**REQUIREMENT**:
Show each line of the data that contains the string "post". Treat uppercase and lowercase as different.

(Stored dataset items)
----

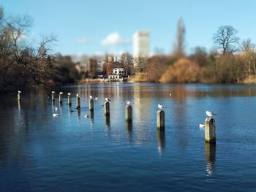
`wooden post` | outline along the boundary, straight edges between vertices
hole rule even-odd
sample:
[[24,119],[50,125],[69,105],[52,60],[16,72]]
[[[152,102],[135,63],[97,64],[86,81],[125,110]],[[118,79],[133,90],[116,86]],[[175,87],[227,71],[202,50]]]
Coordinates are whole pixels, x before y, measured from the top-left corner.
[[109,127],[110,126],[110,115],[105,115],[105,120],[106,126]]
[[206,142],[215,142],[215,120],[208,118],[205,120],[205,140]]
[[206,171],[208,174],[214,172],[214,164],[216,161],[216,143],[205,142],[205,155],[206,155]]
[[18,100],[18,109],[20,111],[20,100]]
[[18,93],[18,101],[20,101],[20,93]]
[[59,92],[59,103],[62,103],[62,95],[63,95],[63,93]]
[[94,111],[94,99],[90,99],[89,100],[89,110]]
[[54,91],[51,92],[51,100],[55,101],[55,92]]
[[109,116],[110,115],[110,106],[109,106],[108,101],[105,101],[104,103],[104,113],[105,113],[105,115],[106,116]]
[[158,110],[157,114],[157,128],[165,129],[165,112]]
[[67,104],[69,106],[72,105],[72,97],[70,95],[67,96]]
[[125,120],[126,121],[132,120],[132,107],[129,104],[127,104],[127,107],[125,107]]
[[77,109],[80,109],[81,107],[81,104],[80,104],[80,99],[79,96],[77,97],[76,103],[77,103]]
[[90,114],[90,118],[91,119],[94,119],[94,111],[89,111],[89,114]]
[[157,129],[158,152],[162,155],[165,146],[165,129]]

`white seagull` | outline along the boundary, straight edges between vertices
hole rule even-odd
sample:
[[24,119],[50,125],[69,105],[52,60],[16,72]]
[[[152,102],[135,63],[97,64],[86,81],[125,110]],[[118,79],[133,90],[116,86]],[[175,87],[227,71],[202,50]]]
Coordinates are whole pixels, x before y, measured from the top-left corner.
[[199,124],[199,128],[205,128],[205,125]]
[[158,104],[158,108],[159,108],[160,110],[162,110],[165,107],[163,107],[162,104]]
[[105,100],[106,101],[110,101],[110,102],[111,102],[111,99],[109,99],[109,98],[108,98],[108,97],[106,97],[106,98],[105,99]]
[[210,118],[214,116],[214,115],[217,115],[217,114],[213,113],[213,112],[209,112],[209,111],[206,111],[206,115],[209,116]]

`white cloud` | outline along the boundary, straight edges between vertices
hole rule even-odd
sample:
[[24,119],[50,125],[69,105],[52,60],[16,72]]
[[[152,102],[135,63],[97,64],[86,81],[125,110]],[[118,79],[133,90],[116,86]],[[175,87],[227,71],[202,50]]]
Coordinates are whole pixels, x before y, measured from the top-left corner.
[[89,42],[91,42],[91,41],[87,39],[79,39],[76,40],[77,44],[86,44]]
[[123,39],[118,32],[114,32],[108,35],[100,44],[105,46],[110,46],[126,45],[129,43],[130,43],[129,40]]
[[101,51],[95,51],[94,53],[94,55],[97,55],[97,56],[103,56],[104,55],[105,53]]

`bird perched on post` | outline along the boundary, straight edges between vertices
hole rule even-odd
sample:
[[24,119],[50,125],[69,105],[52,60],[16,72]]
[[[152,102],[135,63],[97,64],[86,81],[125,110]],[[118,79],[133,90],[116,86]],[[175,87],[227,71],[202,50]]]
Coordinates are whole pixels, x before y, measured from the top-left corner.
[[111,99],[109,99],[109,98],[108,98],[108,97],[106,97],[106,98],[105,99],[105,100],[106,101],[110,101],[110,102],[111,102]]
[[57,117],[59,116],[59,113],[58,112],[58,107],[55,107],[55,113],[53,114],[53,117]]
[[217,115],[217,114],[213,113],[213,112],[209,112],[209,111],[206,111],[206,115],[209,116],[210,118],[214,116],[214,115]]
[[159,108],[160,110],[162,110],[165,107],[163,107],[162,104],[158,104],[158,108]]
[[205,128],[205,125],[199,124],[199,128]]

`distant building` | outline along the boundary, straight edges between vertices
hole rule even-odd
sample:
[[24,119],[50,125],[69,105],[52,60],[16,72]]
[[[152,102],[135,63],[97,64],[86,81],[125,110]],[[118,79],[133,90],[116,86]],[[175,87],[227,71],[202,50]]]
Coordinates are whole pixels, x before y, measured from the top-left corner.
[[148,58],[149,50],[149,31],[136,31],[133,35],[133,57],[135,58]]
[[124,64],[118,61],[113,63],[112,74],[108,75],[109,81],[127,81],[128,75],[124,75]]

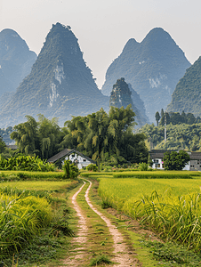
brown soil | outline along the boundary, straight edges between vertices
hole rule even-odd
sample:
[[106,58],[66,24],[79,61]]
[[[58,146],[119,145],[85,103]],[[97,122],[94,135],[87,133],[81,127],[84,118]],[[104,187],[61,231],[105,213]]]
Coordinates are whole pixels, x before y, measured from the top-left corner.
[[[90,182],[89,187],[85,191],[85,201],[88,203],[90,208],[93,210],[107,224],[110,235],[113,238],[114,241],[114,251],[113,251],[113,258],[111,258],[114,264],[103,264],[101,266],[113,266],[113,267],[127,267],[127,266],[141,266],[139,261],[136,258],[136,253],[133,248],[128,246],[125,243],[125,236],[117,229],[117,222],[116,225],[111,223],[110,220],[103,215],[97,208],[93,206],[90,198],[89,198],[89,191],[92,187],[92,182]],[[83,190],[84,185],[77,190],[77,192],[72,197],[72,204],[74,209],[76,210],[77,216],[79,217],[78,225],[79,231],[77,233],[77,237],[74,238],[72,240],[72,247],[73,249],[69,251],[68,257],[63,262],[62,266],[74,266],[74,267],[86,267],[89,264],[86,264],[86,258],[89,259],[89,255],[87,255],[87,242],[91,242],[92,239],[90,237],[89,229],[86,225],[86,214],[84,210],[80,208],[76,202],[76,196]],[[142,230],[137,221],[132,220],[130,217],[119,214],[117,210],[113,208],[108,208],[108,213],[117,216],[121,221],[125,221],[126,226],[129,226],[129,230],[134,231],[140,234],[143,234],[148,236],[151,239],[157,239],[157,237],[153,234],[153,232],[149,231],[147,230]]]

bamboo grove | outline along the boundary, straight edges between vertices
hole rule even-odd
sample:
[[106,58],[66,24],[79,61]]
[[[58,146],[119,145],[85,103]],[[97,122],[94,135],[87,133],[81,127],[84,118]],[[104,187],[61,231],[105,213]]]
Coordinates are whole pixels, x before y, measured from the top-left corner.
[[144,134],[133,134],[134,112],[128,106],[100,109],[85,117],[73,117],[60,128],[56,118],[31,116],[14,126],[11,138],[26,155],[49,158],[65,148],[76,149],[93,160],[110,165],[147,162]]

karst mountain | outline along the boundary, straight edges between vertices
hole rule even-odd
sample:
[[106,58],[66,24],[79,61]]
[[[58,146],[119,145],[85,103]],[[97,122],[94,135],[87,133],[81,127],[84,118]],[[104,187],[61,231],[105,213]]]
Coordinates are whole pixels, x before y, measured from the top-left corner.
[[56,23],[48,33],[31,72],[0,113],[0,126],[25,121],[41,113],[63,125],[72,116],[100,108],[109,111],[109,97],[98,89],[70,27]]
[[201,117],[201,57],[180,79],[167,106],[167,111],[193,113]]
[[171,36],[156,28],[141,43],[133,38],[127,42],[109,67],[101,92],[109,95],[117,79],[125,77],[140,94],[147,116],[154,122],[156,112],[165,109],[177,83],[189,67],[184,53]]
[[[145,112],[141,112],[133,104],[131,95],[134,93],[134,90],[132,88],[131,90],[130,88],[124,77],[117,79],[117,83],[113,85],[112,92],[110,93],[109,106],[118,109],[124,107],[125,109],[128,105],[131,105],[135,113],[135,122],[137,123],[137,126],[141,127],[143,125],[148,123],[149,120]],[[141,102],[141,99],[137,99],[137,101],[138,102]]]
[[5,28],[0,32],[0,97],[17,89],[36,57],[16,31]]

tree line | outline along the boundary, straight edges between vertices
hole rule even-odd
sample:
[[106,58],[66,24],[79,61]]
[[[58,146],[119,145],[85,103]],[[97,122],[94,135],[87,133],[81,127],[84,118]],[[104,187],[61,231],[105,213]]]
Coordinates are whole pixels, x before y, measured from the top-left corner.
[[38,115],[38,121],[27,121],[13,127],[11,138],[20,153],[47,159],[65,148],[76,149],[95,161],[109,165],[147,162],[148,149],[143,133],[133,134],[135,114],[111,107],[109,114],[100,109],[85,117],[73,117],[60,127],[58,119]]
[[180,124],[198,124],[201,123],[200,117],[196,117],[192,113],[185,113],[184,111],[180,114],[179,112],[164,112],[164,109],[161,109],[161,113],[158,111],[155,114],[155,118],[157,121],[157,125],[165,125],[165,117],[166,119],[166,125],[172,124],[173,125]]

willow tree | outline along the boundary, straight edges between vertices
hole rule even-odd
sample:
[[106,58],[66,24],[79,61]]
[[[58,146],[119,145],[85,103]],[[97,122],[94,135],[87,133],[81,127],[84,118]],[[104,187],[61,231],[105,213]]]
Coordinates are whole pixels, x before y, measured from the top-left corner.
[[14,126],[11,134],[21,153],[36,155],[41,158],[48,158],[58,152],[60,142],[63,140],[65,129],[60,129],[58,120],[49,120],[39,114],[39,121],[31,116],[26,116],[27,121]]
[[34,154],[39,151],[39,140],[37,137],[37,122],[31,116],[26,116],[27,122],[13,127],[11,139],[14,140],[20,152]]
[[133,134],[134,112],[111,107],[107,114],[103,109],[86,117],[73,117],[65,125],[68,134],[62,148],[76,149],[93,160],[118,163],[147,161],[148,150],[144,134]]

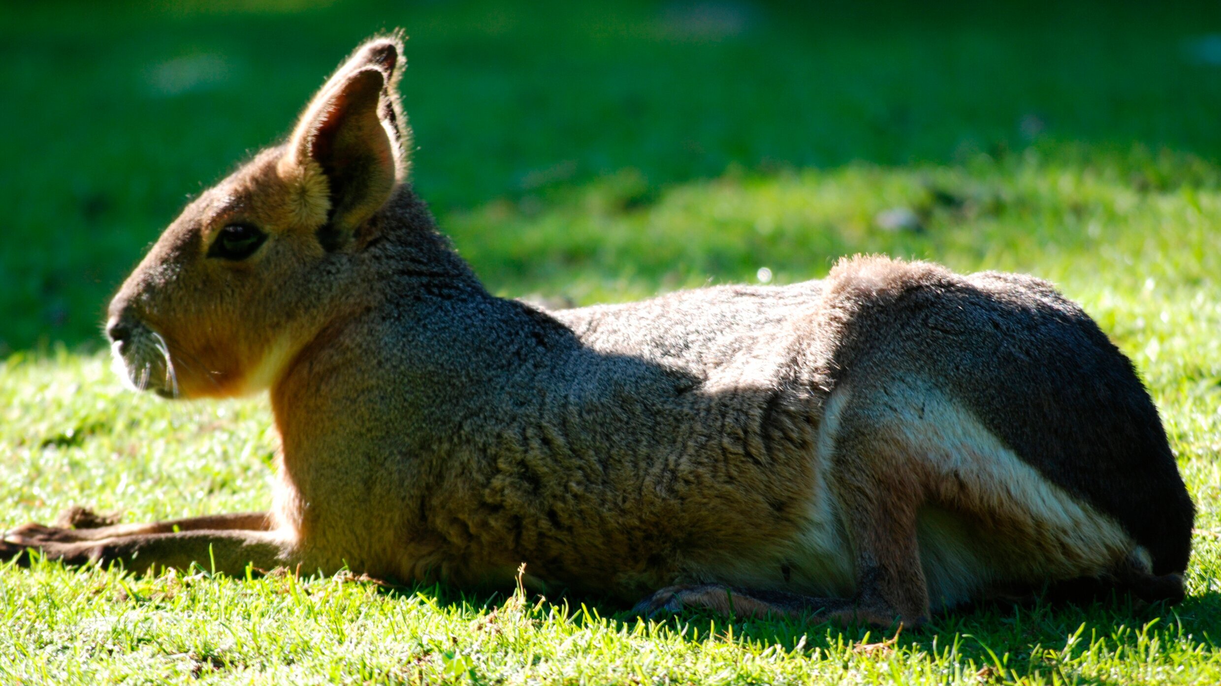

----

**TASK RESPONSE**:
`wooden post` | outline along the boundary, straight edges between vertices
`bird perched on post` | outline along the boundary, straight edges between vertices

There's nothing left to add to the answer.